# [Entries from a point annotation set]

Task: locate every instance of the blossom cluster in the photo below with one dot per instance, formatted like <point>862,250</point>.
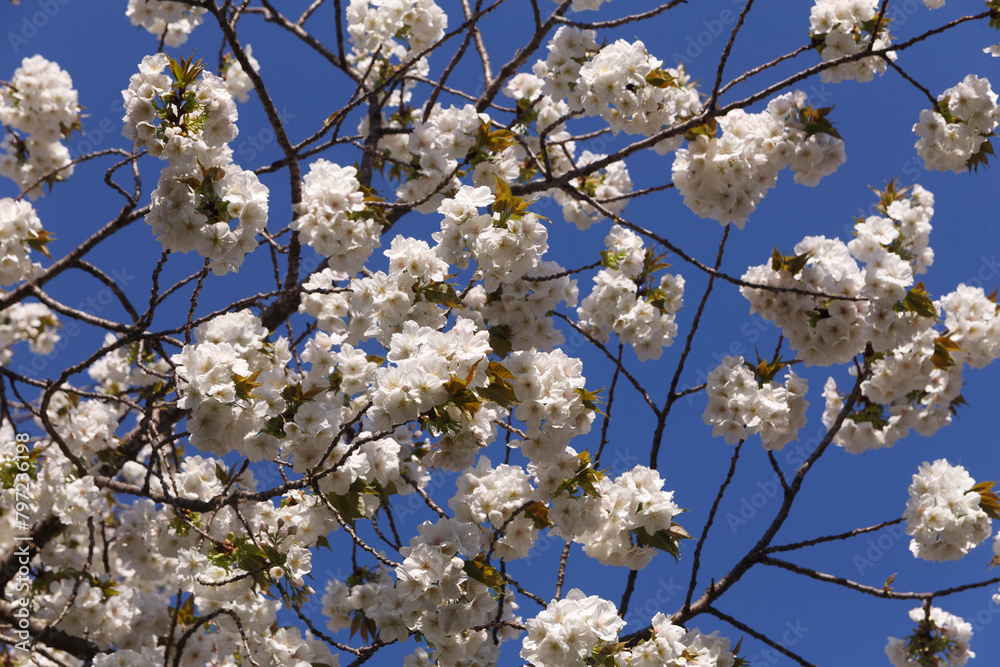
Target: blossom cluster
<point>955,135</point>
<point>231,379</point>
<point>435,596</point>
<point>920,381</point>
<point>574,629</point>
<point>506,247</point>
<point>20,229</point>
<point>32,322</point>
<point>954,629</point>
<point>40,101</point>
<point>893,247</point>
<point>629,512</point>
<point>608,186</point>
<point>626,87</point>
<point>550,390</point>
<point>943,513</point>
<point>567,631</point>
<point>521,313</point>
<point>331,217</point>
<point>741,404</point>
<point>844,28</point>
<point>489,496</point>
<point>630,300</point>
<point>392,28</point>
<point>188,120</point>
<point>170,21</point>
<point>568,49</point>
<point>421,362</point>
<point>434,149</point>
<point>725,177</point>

# [Goal of the exercise]
Reproduce all the records above, substituting "flower cluster" for each occurrence of "blossom cluster" and keeping everything else the same. Omit the pictures from your answer.

# [Answer for the task]
Task: locate every instance of the flower cluster in the photo below with one dot per instance, formatted like <point>862,250</point>.
Target: flower cluster
<point>955,135</point>
<point>231,379</point>
<point>435,596</point>
<point>920,381</point>
<point>574,629</point>
<point>506,247</point>
<point>20,229</point>
<point>32,322</point>
<point>954,629</point>
<point>40,101</point>
<point>893,247</point>
<point>629,512</point>
<point>608,186</point>
<point>626,87</point>
<point>550,390</point>
<point>943,513</point>
<point>567,631</point>
<point>521,313</point>
<point>331,217</point>
<point>741,404</point>
<point>844,28</point>
<point>489,496</point>
<point>630,300</point>
<point>392,28</point>
<point>188,120</point>
<point>170,21</point>
<point>568,49</point>
<point>421,362</point>
<point>434,149</point>
<point>725,177</point>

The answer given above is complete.